• Quoted text:
◆ ◆ ◆ ◆ ◆ ◆ ◆

Keywords: Telephony speech enhancement, Telephonic networks, Speech quality, Spread spectrum, threshold estimation based data hiding

_______________________________________________________________________

1. Introduction

Speech transmission through existing telephone networks face difficulties in respect of losing a portion of speeches as frequency of human speeches lies beyond its bandwidth ranging between 300 and 40000 Hz. As a result it generates problems regarding decreasing the quality of voices along with accessibility of the speech spectrum across the telephonic network. It is found that utilisation of wideband (WB) can overcome this problem as the frequency of this WB lies between 0 and 8000 Hz in comparison to NB. However establishing this bandwidth with larger speech frequency requires complete change in existing infrastructures that is both time consuming and requires more cost [1]. Thus it is suggested to implement the technique of speech bandwidth extension (BWE) at the receivers for amplifying speech frequency [2]. It would result in enhancing the quality of the existing system without changing the overall framework.

A significant amount of enhancement in the quality of speech is attained by inclusion of BWE techniques in the telephone network in existence. Artificial bandwidth extension (ABE) is considered as an effective BWE technique that works on the principle of mutual dependency of NB signal with out-of-band. It helps in estimating the information regarding out-of-band from NB signal and utilise those information to reconfigure the WB for enhancing the quality of speech. Therefore, it is considered as an effective speech production model that contributes in improvement of frequency bands of the existing network of telephonic communication.

◆ ◆ ◆ ◆ ◆ ◆ ◆

• Data section:
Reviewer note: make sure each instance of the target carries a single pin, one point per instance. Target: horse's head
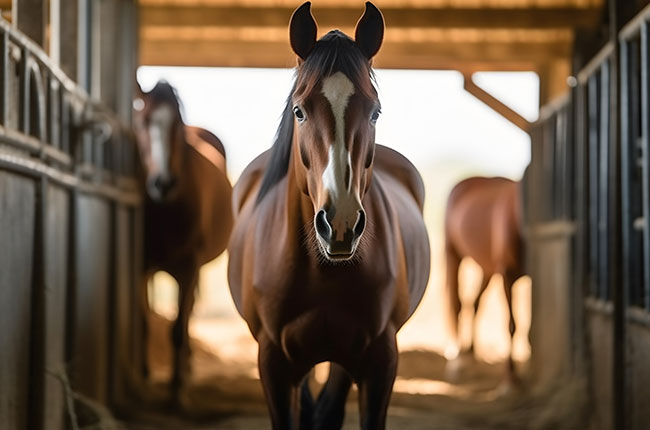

◆ ◆ ◆ ◆ ◆ ◆ ◆

• Tasks to perform:
a – Reproduce the passage on telephone speech bandwidth word for word, between "A significant amount" and "of telephonic communication.", inclusive.
b – According to the passage on telephone speech bandwidth, why is speech bandwidth extension at the receivers suggested instead of moving the network to wideband? Answer in one to three sentences.
c – Write the next part of the passage on telephone speech bandwidth, picking up after its final sentence.

• Answers to each task:
a –
A significant amount of enhancement in the quality of speech is attained by inclusion of BWE techniques in the telephone network in existence. Artificial bandwidth extension (ABE) is considered as an effective BWE technique that works on the principle of mutual dependency of NB signal with out-of-band. It helps in estimating the information regarding out-of-band from NB signal and utilise those information to reconfigure the WB for enhancing the quality of speech. Therefore, it is considered as an effective speech production model that contributes in improvement of frequency bands of the existing network of telephonic communication.

b – Establishing wideband would require a complete change in the existing infrastructure, which takes time and costs more. Bandwidth extension at the receivers improves the quality of the existing system without changing the overall framework.

c –
Based on the source-filter model that is incorporated with the ABE framework it results in estimation of WB excitation signal. Along with that a system is utilised for filtering the vocal tract. Both of these operations contribute to modifying the bandwidth spectral. Several operations involved with this modification are modulating noise [3], harmonic and noise modelling [4] and sinusoidal synthesis [5]. Apart from that spectral folding and translation, modulation of pitch and non-linear processing [2] are also used to estimate the WB excitation. Suitable techniques involved with this estimation are codebooks [6], Gaussian mixture models [8], linear mapping [7], hidden Markov models [9] and neural networks [10]. On the other hand, a certain set of limitations are also involved with this technique to improve the quality of existing speech framework [11].

A suitable set of existing literature is present to suggest an alternative solution for improving the quality of telephonic speech in comparison to ABE techniques. It includes transmission of additional information regarding out-of-band that results in improving the quality effectively [1]. Data hiding methods are utilised for hiding the confirmation related to out-of-band that ensures a backward compatibility in the existing network. As proposed by Siyue Chen and Henry Leung there is an upper band(UB) consisting of a line spectrum pair in the speech BWE method. It belongs to a range of higher frequency of 4 to 8 KHz [12]. A composite NB speech signal is obtained by encoding the UB signals and adequate information is embedded in this band. A better quality of WB is obtained by extracting the embedded set of information and decoding it at the end of receivers. However this technique has resulted in development of poor quality of NB speech signals. Hence the technique of phonetic classification has been adopted by Siyue Chen and Henry Leung [13] for improving the quality of composite NB

(2)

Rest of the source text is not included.